▸ Tâches à réaliser
1/ D'après le témoignage sur le racisme, en quel mois la narratrice est-elle rentrée au Sénégal pour les grandes vacances ?
2/ Rédigez la suite du témoignage sur le racisme, en commençant juste après sa dernière phrase.

▸ Extrait du document

****

J’ai rencontré deux compatriotes quelques semaines plus tard, ils avaient dû affronter le même monstre avant moi mais ils avaient été moins persévérants, et avaient jeté l’éponge. Et ils m’ont dit qu’ils n’étaient pas les seuls. Tous les africains arrivés cette année-là pour s’inscrire dans ce nouveau DEUG ont dû abandonner à la suite du premier entretien. Je me suis mise au travail de façon acharnée, tel que j’avais appris à le faire dans mon internat de jeunes filles. En faisant abstraction de tout. En janvier j’avais assez de bonnes notes pour qu’il n’y trouve rien à redire. En juin je réussissais haut la main mes examens avec une mention. En août j’étais de retour au Sénégal pour les grandes vacances.
Je n’avais eu aucune autre grille de lecture au moment où se jouait cette partition, j’étais trop naïve, et avec mes yeux de jeune sénégalaise fraichement débarquée, je n’avais pas assez de recul pour y voir autre chose que de la bizarrerie. Quelques années après, j’ai enfin pu y mettre un mot: Racisme. C’était le premier cas d’une très longue série. J’ai été sauvée cette fois-là par rien moins que ma détermination à aller au bout.
Mon conseil de maman : Ne jamais laisser personne choisir pour toi. Le racisme il faut y faire face et tel un boomerang le renvoyer à la face de l’envoyeur de la plus belle des manières. En tant que femme noire tu devras faire tes preuves plus que les autres mais en quelque sorte c’est la clé de ta réussite.

****

▸ Données fournies
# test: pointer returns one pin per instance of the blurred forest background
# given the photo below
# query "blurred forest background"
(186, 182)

****

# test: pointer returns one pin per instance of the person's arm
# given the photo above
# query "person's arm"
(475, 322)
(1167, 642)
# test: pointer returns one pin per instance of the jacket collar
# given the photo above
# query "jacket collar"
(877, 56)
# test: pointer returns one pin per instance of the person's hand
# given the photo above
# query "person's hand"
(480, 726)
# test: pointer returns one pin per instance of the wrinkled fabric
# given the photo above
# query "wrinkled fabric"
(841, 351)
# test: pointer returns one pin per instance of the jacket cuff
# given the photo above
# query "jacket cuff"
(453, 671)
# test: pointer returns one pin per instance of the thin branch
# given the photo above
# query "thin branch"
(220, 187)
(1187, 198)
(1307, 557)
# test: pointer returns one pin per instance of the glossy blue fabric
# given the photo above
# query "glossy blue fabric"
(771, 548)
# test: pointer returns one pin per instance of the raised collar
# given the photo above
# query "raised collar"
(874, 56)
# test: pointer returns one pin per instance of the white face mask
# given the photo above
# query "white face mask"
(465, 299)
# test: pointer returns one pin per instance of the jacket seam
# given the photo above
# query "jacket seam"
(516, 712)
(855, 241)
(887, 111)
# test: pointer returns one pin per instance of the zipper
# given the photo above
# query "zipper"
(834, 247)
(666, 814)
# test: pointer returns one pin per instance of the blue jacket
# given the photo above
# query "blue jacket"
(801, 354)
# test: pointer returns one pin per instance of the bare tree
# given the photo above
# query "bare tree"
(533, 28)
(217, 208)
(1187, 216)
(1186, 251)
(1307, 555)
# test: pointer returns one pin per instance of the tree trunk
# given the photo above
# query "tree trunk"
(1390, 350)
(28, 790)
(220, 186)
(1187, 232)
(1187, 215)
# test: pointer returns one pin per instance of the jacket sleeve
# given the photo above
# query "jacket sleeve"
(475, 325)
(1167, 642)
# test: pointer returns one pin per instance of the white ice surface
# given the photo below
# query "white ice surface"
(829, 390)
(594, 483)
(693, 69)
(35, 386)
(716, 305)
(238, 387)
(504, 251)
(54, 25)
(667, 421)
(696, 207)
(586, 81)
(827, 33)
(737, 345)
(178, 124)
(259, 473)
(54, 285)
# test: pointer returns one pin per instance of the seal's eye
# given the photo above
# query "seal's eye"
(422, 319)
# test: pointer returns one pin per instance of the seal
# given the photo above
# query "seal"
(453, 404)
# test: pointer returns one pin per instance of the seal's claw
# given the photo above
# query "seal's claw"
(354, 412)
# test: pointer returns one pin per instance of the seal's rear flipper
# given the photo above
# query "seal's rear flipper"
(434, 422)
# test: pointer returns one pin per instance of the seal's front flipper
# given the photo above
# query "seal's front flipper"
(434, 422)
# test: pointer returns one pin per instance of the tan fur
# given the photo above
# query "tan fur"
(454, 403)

****

▸ Réponses par tâche
1/ En août.

2/
#2 Celle qui s’appelait Dominique
En dernière année d’école, il m'est arrivé beaucoup de belles choses. Je venais de me marier et j’allais être diplômée de mon école d'ingénieurs. Même si rien n’avait été facile, j'avais réussi à y arriver en contournant les obstacles sur mon chemin, vaille que vaille. Ce diplôme j'étais allée le chercher dans mes tripes. Dans ma tête la messe était dite, la SSII4 qui m'avait prise en stage m'avait promis une embauche : tout était bien qui finît bien. Mon stage devant se terminer un mois après, et au vu de mes belles performances, je suis allée voir fièrement mon manager dans son bureau pour lui rappeler sa promesse armée de mon plus beau et fier sourire. A la tête qu'il a faite quand j'ai commencé à parler, je me suis dit qu'il y avait une entourloupe dans l'histoire. Je n'avais aucun plan B, j'avais cru naïvement à toutes ses promesses sans me poser de questions ni demander de garantie. J'ai appris qu'en entreprise, seuls les documents écrits font foi. Apparemment ma nationalité étrangère avait compliqué mon cas. La procédure pour passer du statut étudiant à celui de travailleur5 étant pénible, longue et onéreuse, ils avaient préféré y renoncer sans daigner m’en informer. Il y avait peut-être aussi un motif moins avouable 6mais je ne le saurais jamais. Voilà, je me retrouvais d'un coup à devoir trouver une alternative en urgence car ma carte d’étudiant devait expirer quelques mois plus tard. Aucun plan B, pour la première fois de ma jeune vie, je me suis retrouvée devant un obstacle bien plus coriace que je ne l'avais imaginé, mon Himalaya!! Je me rappelle avoir repensé au stage dans une grande banque que j'avais délaissé pour celui-ci, pour le confort d'être à dix minutes du travail au lieu d’une heure trente, en région parisienne. Le jeu n'en valait certes pas la chandelle, finalement. Les grands groupes eux savaient gérer ce genre de cas de changement de situation !! Mauvais choix stratégique de ma part.
Dans mon malheur, j’ai quand même eu une lueur d’espoir, je pouvais profiter du regroupement familial grâce à mon mariage récent pour avoir une carte de résident. Il fallait certes presque une année d’attente, mais encore une fois c’était ma seule option. En attendant de décrocher le graal, je ne pouvais faire que des stages et des petits boulots.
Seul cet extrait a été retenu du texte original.